Records taken from a point labeling set:
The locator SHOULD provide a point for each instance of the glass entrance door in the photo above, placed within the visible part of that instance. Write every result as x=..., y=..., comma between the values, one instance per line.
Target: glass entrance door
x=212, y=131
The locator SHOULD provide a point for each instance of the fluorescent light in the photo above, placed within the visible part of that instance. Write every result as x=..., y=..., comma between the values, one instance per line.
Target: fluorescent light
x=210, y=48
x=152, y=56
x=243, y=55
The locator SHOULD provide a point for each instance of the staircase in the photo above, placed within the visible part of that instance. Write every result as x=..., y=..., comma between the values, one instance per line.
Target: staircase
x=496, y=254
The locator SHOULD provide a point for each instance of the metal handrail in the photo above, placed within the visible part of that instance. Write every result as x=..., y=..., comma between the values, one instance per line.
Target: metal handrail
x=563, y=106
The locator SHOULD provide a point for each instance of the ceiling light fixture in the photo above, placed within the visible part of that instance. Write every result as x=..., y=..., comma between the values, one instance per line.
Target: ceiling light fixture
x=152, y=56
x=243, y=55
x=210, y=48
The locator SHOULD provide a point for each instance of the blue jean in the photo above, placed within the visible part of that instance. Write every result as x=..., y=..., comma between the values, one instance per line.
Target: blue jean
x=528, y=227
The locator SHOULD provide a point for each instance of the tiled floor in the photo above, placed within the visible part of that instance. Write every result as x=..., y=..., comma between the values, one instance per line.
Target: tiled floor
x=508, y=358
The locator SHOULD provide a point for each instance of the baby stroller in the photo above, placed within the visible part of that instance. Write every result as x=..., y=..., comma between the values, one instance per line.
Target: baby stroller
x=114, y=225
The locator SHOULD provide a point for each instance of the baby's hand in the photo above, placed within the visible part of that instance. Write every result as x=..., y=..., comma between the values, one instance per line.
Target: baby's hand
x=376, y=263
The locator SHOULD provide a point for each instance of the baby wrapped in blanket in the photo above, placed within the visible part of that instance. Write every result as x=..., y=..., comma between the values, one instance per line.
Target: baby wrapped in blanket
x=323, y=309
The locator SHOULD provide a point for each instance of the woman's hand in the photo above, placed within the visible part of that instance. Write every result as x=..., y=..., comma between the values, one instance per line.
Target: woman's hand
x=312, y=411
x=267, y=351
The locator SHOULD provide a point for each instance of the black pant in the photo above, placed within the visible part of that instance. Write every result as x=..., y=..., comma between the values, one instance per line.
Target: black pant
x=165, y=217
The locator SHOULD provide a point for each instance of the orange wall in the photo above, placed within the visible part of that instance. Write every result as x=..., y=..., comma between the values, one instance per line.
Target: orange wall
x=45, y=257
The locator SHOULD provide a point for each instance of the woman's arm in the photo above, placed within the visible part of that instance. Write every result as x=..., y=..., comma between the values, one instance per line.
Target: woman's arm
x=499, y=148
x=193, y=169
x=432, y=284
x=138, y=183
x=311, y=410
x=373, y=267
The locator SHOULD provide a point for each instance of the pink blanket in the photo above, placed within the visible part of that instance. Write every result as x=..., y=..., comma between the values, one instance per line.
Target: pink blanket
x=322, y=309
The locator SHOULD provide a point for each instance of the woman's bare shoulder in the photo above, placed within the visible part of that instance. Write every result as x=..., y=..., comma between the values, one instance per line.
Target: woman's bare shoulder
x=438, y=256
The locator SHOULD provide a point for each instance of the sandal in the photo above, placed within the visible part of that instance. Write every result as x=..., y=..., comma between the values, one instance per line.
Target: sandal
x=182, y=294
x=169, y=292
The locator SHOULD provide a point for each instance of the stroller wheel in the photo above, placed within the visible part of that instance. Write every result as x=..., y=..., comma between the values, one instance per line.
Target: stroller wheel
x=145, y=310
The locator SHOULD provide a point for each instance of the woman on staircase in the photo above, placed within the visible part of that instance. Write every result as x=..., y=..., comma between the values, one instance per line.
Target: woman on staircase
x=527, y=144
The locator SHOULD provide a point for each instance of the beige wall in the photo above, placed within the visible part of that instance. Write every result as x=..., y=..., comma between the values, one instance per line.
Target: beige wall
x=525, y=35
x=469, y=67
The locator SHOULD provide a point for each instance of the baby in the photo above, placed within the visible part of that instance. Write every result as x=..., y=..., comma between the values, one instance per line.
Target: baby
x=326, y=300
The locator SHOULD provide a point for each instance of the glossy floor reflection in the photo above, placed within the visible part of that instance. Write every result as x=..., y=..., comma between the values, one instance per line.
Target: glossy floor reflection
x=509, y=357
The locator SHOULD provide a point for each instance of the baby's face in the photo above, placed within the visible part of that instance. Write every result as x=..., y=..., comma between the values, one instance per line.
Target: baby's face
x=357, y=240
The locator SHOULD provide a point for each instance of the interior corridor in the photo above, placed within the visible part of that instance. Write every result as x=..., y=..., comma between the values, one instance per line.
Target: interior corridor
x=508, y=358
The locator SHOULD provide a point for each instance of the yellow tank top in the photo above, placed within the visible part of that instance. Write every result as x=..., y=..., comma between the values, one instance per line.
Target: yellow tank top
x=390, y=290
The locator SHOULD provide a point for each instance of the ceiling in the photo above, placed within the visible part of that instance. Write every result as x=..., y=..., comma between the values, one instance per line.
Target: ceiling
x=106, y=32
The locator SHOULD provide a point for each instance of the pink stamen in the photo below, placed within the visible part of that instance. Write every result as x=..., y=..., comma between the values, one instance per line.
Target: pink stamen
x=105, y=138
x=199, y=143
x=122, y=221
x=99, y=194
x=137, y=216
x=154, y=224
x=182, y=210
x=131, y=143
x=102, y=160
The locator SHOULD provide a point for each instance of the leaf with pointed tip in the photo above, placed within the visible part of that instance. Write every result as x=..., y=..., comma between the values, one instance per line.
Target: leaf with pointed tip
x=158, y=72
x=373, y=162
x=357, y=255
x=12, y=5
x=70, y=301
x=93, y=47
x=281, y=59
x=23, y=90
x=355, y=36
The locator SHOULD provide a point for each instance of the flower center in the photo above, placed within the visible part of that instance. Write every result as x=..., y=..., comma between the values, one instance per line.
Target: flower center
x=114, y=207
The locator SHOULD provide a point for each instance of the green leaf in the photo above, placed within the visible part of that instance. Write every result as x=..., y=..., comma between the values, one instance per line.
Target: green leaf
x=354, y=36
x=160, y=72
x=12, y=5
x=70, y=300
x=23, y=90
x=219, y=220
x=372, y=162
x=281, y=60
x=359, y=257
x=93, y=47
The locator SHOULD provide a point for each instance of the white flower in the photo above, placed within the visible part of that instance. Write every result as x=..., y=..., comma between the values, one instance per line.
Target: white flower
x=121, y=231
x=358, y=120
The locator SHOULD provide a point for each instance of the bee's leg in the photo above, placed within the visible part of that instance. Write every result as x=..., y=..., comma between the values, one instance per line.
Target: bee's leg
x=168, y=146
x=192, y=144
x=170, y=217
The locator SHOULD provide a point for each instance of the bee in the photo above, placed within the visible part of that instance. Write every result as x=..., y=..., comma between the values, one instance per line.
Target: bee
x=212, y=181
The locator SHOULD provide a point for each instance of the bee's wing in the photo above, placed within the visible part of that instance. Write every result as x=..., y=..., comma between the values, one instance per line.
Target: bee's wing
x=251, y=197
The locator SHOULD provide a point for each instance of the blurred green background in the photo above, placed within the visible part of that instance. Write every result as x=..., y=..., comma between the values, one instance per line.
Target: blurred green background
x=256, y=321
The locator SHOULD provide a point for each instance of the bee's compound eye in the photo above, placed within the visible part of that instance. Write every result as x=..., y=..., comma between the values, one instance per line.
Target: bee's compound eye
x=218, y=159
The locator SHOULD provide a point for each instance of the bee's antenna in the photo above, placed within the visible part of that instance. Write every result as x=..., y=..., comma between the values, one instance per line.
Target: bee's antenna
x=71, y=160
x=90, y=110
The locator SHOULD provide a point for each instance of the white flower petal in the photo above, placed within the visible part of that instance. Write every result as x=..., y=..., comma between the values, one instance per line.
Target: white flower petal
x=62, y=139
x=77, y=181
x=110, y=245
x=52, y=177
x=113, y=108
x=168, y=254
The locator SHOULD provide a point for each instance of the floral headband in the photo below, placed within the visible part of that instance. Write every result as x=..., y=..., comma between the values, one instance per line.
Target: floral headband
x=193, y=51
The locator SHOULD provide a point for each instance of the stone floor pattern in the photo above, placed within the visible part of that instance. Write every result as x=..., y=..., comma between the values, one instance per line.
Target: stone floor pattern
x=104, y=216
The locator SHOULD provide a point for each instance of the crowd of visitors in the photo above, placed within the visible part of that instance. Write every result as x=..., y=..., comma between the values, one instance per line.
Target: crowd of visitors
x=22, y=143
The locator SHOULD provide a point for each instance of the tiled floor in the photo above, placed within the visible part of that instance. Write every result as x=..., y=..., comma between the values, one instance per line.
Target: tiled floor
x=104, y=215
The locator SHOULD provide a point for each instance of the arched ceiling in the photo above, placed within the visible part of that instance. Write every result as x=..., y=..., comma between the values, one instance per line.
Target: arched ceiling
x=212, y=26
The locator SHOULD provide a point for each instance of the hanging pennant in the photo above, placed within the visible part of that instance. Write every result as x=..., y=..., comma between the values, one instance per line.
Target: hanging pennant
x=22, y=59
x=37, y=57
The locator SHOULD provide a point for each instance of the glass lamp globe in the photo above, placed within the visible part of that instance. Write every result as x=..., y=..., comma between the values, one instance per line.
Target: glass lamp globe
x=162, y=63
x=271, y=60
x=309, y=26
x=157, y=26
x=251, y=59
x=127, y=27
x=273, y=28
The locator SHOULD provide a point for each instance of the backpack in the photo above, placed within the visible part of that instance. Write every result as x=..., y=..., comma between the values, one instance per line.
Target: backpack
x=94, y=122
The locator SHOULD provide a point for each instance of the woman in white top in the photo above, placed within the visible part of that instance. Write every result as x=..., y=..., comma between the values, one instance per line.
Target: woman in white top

[PROBLEM]
Render the lines as a Markdown table with the columns No. and Text, starting with the line that contains "the pink blanket" and going on through the line that contains "x=438, y=256". Number each row and leave out any blank lines.

[COMPLETED EXERCISE]
| No. | Text |
|---|---|
| 1 | The locator SHOULD provide a point for each instance of the pink blanket in the photo above, placed within the visible part of that instance. Write every result as x=..., y=..., comma between the values, one instance per line. |
| 2 | Target: pink blanket |
| 3 | x=322, y=309 |
| 4 | The locator SHOULD provide a point for each instance of the woman's bare shoulder in the photo above, placed within the visible part of that instance. Write every result as x=..., y=..., comma between the values, one instance per line. |
| 5 | Target: woman's bare shoulder |
| 6 | x=438, y=256 |